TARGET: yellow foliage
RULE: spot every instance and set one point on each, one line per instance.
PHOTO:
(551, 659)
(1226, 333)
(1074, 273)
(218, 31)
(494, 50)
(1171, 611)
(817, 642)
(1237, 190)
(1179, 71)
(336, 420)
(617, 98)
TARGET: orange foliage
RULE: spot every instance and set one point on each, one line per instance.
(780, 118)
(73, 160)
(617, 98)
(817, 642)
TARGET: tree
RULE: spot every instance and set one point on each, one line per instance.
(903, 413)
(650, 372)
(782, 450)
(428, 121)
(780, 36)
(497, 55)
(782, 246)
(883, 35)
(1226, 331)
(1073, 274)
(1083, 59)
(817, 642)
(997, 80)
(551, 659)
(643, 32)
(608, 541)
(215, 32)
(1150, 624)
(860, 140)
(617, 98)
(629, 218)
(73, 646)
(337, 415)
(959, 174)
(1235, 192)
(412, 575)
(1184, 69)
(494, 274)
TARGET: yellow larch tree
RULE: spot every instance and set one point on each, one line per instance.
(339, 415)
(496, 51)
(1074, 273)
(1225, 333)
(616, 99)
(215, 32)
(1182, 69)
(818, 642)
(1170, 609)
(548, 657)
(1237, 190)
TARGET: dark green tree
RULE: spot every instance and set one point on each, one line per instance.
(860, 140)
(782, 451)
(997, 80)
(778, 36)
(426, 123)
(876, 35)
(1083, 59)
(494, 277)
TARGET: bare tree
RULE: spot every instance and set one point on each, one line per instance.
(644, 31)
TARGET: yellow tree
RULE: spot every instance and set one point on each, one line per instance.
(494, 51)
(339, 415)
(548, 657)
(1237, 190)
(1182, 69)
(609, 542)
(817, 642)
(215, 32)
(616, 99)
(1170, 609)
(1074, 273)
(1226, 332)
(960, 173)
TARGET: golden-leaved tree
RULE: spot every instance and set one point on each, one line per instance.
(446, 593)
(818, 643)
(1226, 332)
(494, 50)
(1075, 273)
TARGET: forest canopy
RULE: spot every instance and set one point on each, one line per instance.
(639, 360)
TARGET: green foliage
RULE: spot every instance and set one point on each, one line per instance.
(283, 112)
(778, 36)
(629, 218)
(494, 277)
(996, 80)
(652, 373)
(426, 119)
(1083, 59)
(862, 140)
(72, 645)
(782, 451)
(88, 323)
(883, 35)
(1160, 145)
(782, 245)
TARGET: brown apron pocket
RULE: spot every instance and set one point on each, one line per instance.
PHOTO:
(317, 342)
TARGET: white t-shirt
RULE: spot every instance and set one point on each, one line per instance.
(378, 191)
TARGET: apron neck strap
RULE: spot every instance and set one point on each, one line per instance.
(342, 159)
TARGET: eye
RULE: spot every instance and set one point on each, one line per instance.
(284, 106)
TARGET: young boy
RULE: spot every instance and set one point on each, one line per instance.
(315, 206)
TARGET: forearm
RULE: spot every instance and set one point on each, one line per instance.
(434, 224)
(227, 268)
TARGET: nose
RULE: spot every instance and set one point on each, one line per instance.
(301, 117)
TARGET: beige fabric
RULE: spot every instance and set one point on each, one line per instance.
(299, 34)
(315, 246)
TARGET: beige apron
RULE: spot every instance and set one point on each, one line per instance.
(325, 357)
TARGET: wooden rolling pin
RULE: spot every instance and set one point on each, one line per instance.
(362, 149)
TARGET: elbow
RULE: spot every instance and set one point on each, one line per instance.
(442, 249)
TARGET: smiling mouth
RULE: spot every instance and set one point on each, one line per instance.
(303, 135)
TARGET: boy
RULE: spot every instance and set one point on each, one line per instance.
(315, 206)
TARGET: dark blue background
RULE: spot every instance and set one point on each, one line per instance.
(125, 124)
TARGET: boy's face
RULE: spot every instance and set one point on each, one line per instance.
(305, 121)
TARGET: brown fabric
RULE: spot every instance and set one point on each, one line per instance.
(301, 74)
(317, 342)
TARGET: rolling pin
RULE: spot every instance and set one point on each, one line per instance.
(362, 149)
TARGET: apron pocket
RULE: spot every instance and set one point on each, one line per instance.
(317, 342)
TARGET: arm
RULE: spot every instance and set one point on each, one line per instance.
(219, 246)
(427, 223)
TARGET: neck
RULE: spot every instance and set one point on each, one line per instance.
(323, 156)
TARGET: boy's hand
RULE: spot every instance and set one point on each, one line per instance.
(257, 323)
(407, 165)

* [Exercise brief]:
For this exercise, please retype exactly the lines in the listing from the line with "TARGET: beige apron" through its last line, both ends included.

* [Written response]:
TARGET: beige apron
RULE: spot every instance and set one point on each, one line per instance.
(325, 357)
TARGET: wooden rolling pin
RULE: spot every instance and set one point on each, one line per instance.
(362, 149)
TARGET: elbow
RULE: spot every instance and set one point on each, one line per instance.
(442, 249)
TARGET: smiling mouth
RULE: spot every instance and set one point on each, one line per instance.
(303, 135)
TARGET: boy
RULE: spot every instance and set one point on each, one line per instance.
(315, 206)
TARGET: dark blue background
RULE: spot every instance and set one point on each, one line per instance.
(125, 124)
TARGET: boy's face
RULE: spot every instance and set one point on each, one line per instance.
(305, 121)
TARGET: brown fabric
RULE: spot every instance and set one point on each, one line per instance.
(301, 74)
(317, 342)
TARGET: rolling pin
RULE: spot every instance and set one point on each, one line per instance.
(362, 149)
TARGET: apron pocket
RULE: spot every instance and set one point on each, one line per instance.
(317, 342)
TARGET: arm
RULE: spot every instance and set one point on each, one line per instance.
(219, 246)
(427, 223)
TARGET: neck
RULE: spot every instance and set one point on each, one line per instance.
(323, 156)
TARGET: boy's hand
RULE: spot every instance and set one point on each, one line per instance.
(257, 323)
(407, 165)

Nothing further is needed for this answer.